Referring expression pointing data
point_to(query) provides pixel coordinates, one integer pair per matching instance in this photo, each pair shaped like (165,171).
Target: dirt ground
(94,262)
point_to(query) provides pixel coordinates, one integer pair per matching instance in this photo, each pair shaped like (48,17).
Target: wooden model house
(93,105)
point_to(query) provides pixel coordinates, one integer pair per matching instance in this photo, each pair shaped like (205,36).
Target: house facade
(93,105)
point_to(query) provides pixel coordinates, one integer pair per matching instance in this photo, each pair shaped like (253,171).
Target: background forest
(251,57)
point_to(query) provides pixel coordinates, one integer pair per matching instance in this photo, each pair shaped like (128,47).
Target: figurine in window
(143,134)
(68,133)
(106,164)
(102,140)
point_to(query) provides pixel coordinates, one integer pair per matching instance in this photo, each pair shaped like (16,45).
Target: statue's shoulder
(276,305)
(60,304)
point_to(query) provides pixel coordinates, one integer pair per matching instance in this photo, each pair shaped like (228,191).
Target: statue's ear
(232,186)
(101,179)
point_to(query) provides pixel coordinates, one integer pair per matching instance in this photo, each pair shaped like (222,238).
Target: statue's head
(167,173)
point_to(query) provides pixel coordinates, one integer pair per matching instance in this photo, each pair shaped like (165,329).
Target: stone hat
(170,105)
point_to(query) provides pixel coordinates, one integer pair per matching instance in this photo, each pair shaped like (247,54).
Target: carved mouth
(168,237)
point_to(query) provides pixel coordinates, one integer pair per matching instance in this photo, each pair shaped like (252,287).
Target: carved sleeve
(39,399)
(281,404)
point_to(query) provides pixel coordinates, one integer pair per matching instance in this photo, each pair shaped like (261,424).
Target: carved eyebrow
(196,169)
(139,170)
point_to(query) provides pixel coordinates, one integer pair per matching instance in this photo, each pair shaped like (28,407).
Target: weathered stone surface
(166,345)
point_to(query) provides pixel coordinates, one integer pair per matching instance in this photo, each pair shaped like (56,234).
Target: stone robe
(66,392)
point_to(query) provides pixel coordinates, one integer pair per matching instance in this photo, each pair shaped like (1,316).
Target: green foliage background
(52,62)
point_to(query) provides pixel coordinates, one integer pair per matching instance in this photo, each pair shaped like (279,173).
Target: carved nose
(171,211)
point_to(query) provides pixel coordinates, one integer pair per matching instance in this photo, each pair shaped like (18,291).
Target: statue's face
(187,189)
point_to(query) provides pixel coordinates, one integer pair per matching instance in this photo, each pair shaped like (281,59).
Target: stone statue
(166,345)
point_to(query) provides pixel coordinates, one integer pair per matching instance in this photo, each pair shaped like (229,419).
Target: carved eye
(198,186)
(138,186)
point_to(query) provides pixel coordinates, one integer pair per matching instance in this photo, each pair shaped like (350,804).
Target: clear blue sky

Directions =
For this exercise, transcribe all the records exactly.

The completed task =
point_to(query) provides pixel coordinates, one integer pair per matching instance in this photo, each pair shaped like (165,171).
Target: dirt ground
(94,262)
point_to(query) provides pixel coordinates, one integer pair per matching instance in this photo, each pair shaped like (48,17).
Target: wooden model house
(93,105)
point_to(query) provides pixel coordinates, one integer pair per matching instance in this photo, each pair shaped like (205,36).
Target: house facade
(93,105)
point_to(query) provides pixel coordinates, one integer pair per matching instance in this photo, each pair shaped like (253,171).
Target: background forest
(251,57)
point_to(query) provides pixel coordinates, one integer pair per matching instance in this photo, each pair shaped like (128,47).
Target: figurine in window
(143,134)
(68,133)
(106,164)
(102,140)
point_to(query) provides pixel coordinates, one integer pair per matching instance in this photo, each pair shaped like (16,45).
Target: statue's shoulder
(276,305)
(60,304)
point_to(query) provides pixel coordinates, one integer pair per matching instance in this photo, each pair shaped like (228,191).
Target: statue's ear
(232,186)
(101,179)
point_to(query) provides pixel coordinates, one integer pair per matching instance in this photo, each pair shaped like (222,238).
Target: statue's head
(167,173)
point_to(query) provides pixel coordinates, one integer pair per matching instance in this photo, each pair shaped like (165,329).
Target: stone hat
(170,105)
point_to(query) provides pixel coordinates, one integer pair per matching instance in this photo, each pair shaped like (247,54).
Target: carved mouth
(168,237)
point_to(query) provides pixel coordinates, one integer pair per matching instance in this photo, each pair shaped like (252,287).
Target: carved sleeve
(39,399)
(281,404)
point_to(query) provides pixel coordinates, one integer pair per matching instance in this photo, each pair shaped like (261,424).
Target: carved eyebrow
(196,169)
(139,170)
point_to(query) provides pixel coordinates, one integer pair per matching instance in this photo, each pair shaped like (28,407).
Target: weathered stone surface
(166,345)
point_to(query) provides pixel coordinates, one integer pair per matching instance in this photo, each pair shaped like (56,234).
Target: stone robe
(66,392)
point_to(query) provides pixel coordinates, one integer pair per matching instance in this photo, each pair shaped like (1,316).
Target: green foliage background
(52,62)
point_to(query) provides pixel coordinates, one integer pair per matching instance in this photo, each pair shaped like (279,173).
Target: carved nose
(171,211)
point_to(query) provides pixel coordinates, one integer pair per matching instance in this photo, each pair shaped like (18,291).
Target: statue's face
(187,189)
point_to(query) provides pixel coordinates, one integer pair per matching instance in this photo, each pair shaped like (281,59).
Target: stone statue
(166,345)
point_to(query) provides pixel coordinates, one integer pair per matching instance in this photo, each pair shaped like (229,419).
Target: carved eye
(198,186)
(138,186)
point_to(query) provides pixel coordinates, one integer pair per matching instance in this photo, each pair shaped like (350,804).
Target: clear blue sky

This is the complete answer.